== Source passage ==
----

What’s worse is that it affects DSML models. You might often pair that with unsourced and unclear data documentation. This is the state of many systems that are failing today. If your data doesn’t match reality, and can’t help you reconstruct reality you’re going to get greater levels of hallucination and less accurate predictions and insights within your BI systems. Hallucination is not just something AI does — its an aspect of many different systems.
Organizing Layers
Maybe this happened because the business objectives changed over time, or code was handed off to a new team, or any number of other possible explanations.
Either way, sediment got layered on top of shifting sands and complex systems will ALWAYS have a few logical inconsistencies that can cause an antithetical collapse if the forces acting upon it change in just the right direction.
Thesis — Antithesis — Synthesis. Hegel and the alchemists were using dialectics to observe and describe meta-patterns of change, collapse and recovery.
Synthesis is often overlooked — especially by Product when it comes to engineering, but is an essential component of evolution and resilience. Tech Debt is a measure of how much the change in understanding of the model, represented in code by the devs, has been synthesized into a system.

----

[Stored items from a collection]
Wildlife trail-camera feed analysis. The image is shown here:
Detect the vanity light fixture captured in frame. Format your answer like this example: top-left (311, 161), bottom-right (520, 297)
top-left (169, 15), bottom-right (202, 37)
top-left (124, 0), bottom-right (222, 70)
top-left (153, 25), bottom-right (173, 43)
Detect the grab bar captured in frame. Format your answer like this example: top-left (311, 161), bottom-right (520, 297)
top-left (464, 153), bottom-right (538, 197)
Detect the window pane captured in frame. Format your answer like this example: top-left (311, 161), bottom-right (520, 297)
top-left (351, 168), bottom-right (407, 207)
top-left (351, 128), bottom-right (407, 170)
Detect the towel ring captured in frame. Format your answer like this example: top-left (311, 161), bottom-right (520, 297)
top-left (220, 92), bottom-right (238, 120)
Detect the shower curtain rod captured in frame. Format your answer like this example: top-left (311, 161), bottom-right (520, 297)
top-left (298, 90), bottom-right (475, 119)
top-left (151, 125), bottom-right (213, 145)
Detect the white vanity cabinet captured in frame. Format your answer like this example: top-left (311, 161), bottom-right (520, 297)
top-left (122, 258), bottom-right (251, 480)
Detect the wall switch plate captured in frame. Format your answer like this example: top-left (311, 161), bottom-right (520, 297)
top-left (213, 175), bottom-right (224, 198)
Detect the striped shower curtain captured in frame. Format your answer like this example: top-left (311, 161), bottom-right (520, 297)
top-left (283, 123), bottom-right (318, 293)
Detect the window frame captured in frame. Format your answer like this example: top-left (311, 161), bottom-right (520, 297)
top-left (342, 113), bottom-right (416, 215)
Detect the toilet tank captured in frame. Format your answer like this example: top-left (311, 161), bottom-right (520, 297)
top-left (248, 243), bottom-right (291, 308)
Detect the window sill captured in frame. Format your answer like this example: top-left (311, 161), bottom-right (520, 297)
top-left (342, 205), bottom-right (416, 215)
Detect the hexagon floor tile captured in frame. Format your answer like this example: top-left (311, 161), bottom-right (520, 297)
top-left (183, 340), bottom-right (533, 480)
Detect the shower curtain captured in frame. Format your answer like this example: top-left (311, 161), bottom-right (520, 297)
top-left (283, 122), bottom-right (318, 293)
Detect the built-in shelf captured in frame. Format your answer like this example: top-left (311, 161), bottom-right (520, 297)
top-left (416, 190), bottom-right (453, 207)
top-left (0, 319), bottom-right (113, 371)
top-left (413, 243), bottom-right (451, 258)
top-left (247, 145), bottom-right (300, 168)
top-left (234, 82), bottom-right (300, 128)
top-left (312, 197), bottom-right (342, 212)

----

== Task ==
In the passage about tech debt, list the meta-patterns that Hegel and the alchemists were using dialectics to observe and describe.

== Solution to this task ==
Change, collapse, recovery